**Short task**
Count the lines of the items below that contain the string "turf". Reply with that number only.

**Dataset records**
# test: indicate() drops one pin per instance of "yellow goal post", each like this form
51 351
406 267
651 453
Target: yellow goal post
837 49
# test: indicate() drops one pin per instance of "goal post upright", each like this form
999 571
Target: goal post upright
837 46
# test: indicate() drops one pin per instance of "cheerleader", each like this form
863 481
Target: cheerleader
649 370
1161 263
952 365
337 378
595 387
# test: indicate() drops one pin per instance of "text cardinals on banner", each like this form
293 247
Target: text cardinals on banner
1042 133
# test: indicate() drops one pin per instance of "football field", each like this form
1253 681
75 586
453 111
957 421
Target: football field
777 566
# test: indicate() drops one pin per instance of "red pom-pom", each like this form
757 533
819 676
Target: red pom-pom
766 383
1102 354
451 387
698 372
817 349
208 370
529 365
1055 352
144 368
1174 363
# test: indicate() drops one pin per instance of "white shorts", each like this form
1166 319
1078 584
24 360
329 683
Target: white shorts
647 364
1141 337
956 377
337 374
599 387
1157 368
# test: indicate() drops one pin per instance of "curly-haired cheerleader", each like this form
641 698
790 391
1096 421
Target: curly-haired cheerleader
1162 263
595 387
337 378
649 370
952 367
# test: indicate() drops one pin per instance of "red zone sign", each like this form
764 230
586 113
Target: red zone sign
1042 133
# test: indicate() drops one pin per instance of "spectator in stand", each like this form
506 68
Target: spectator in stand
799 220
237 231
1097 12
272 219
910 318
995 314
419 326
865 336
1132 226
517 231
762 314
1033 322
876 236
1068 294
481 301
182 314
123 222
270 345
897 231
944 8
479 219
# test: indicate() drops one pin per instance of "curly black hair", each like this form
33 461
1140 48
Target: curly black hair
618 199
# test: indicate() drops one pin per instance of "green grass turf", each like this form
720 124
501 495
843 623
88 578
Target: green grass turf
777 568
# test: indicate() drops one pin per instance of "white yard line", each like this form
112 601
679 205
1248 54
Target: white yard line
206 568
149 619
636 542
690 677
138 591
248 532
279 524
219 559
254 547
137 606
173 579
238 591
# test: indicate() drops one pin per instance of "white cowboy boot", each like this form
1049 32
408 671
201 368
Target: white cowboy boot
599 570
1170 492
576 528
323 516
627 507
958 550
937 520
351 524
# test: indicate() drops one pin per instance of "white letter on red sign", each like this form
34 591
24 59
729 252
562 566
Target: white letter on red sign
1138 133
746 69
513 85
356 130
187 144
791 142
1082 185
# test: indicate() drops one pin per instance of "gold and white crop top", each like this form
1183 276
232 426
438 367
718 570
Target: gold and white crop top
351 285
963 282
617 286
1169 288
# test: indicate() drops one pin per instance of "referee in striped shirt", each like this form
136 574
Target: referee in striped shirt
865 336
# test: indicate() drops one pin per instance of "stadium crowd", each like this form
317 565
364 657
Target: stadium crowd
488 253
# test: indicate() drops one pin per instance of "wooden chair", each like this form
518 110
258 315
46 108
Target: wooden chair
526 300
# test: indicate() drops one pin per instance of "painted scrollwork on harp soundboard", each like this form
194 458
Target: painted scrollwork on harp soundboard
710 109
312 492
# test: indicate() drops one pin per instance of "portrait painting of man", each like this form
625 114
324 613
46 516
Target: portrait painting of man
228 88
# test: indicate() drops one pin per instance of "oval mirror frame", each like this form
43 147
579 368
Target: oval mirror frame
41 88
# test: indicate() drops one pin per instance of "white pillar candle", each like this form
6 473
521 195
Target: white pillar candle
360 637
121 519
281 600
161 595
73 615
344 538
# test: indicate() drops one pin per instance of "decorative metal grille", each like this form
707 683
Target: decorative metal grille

**Written solution**
2